Problem set:
A. In the advice-column letter, why did the writer turn to online dating to find a partner?
B. Please transcribe the advice-column letter from "A few months" up to and including "hurting his feelings?".

Dear Wayne and Wanda,
I'm in my early 30s, and I have never been married. For a while now I have been looking for a serious relationship. I have done a lot of dating and am ready to move forward in life with someone I can make a life with. Because I work a lot, and sometimes have odd hours, I thought online dating would be a good way to find someone.
A few months ago, I met this guy -- we'll call him Jack. Jack is handsome, funny and has a stable job that he seems to like. We laugh a lot when we are together, and he's a good listener and always seems to ask a lot of questions about my day and my job. He seems to really want to get to know me better.
The problem is the sex. It doesn't really happen. I mean, it has happened, but it is not a regular thing. When it does happen it's fine, but I feel like I'm always the one who initiates it. I never really thought about whether I was a really sexual person or not, but I guess I am, because once a week isn't enough.
Why doesn't he want to do it more? Isn't that pretty abnormal for a 30-year-old guy? And how do I bring this up without hurting his feelings?
Sexless and sad
Wanda: Congratulations: You have connected with a man who is destined to be a really good friend. This is not a bad thing. Friendships are important. Friends are people with whom we can laugh, connect and share trust and adventures. The thing that separates our buddies from our bed buddies is, well, the bed. Without the sex, without the intimacy, without the physical affection, you're just spending time with another pal.

Input data:

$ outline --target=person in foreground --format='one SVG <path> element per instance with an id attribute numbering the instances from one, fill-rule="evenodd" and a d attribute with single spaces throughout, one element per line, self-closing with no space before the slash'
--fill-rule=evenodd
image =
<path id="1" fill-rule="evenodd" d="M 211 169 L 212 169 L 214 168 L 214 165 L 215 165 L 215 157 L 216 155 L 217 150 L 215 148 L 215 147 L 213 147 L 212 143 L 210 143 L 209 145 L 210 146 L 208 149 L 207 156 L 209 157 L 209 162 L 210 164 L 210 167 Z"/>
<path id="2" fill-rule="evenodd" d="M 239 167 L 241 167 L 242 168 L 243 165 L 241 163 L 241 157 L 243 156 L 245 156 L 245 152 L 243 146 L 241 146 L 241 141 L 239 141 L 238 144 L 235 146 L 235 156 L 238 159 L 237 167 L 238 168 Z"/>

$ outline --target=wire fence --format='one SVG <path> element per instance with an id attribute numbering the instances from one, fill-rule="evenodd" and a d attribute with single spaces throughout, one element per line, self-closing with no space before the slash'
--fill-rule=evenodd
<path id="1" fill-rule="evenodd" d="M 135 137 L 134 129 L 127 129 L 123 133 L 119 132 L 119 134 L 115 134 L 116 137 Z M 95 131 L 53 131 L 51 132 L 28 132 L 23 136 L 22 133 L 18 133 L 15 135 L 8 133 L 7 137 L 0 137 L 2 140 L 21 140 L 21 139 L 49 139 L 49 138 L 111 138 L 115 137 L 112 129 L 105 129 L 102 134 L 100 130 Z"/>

Solutions in order:
A. The writer works a lot and sometimes has odd hours, so online dating seemed like a good way to find someone.

B.
A few months ago, I met this guy -- we'll call him Jack. Jack is handsome, funny and has a stable job that he seems to like. We laugh a lot when we are together, and he's a good listener and always seems to ask a lot of questions about my day and my job. He seems to really want to get to know me better.
The problem is the sex. It doesn't really happen. I mean, it has happened, but it is not a regular thing. When it does happen it's fine, but I feel like I'm always the one who initiates it. I never really thought about whether I was a really sexual person or not, but I guess I am, because once a week isn't enough.
Why doesn't he want to do it more? Isn't that pretty abnormal for a 30-year-old guy? And how do I bring this up without hurting his feelings?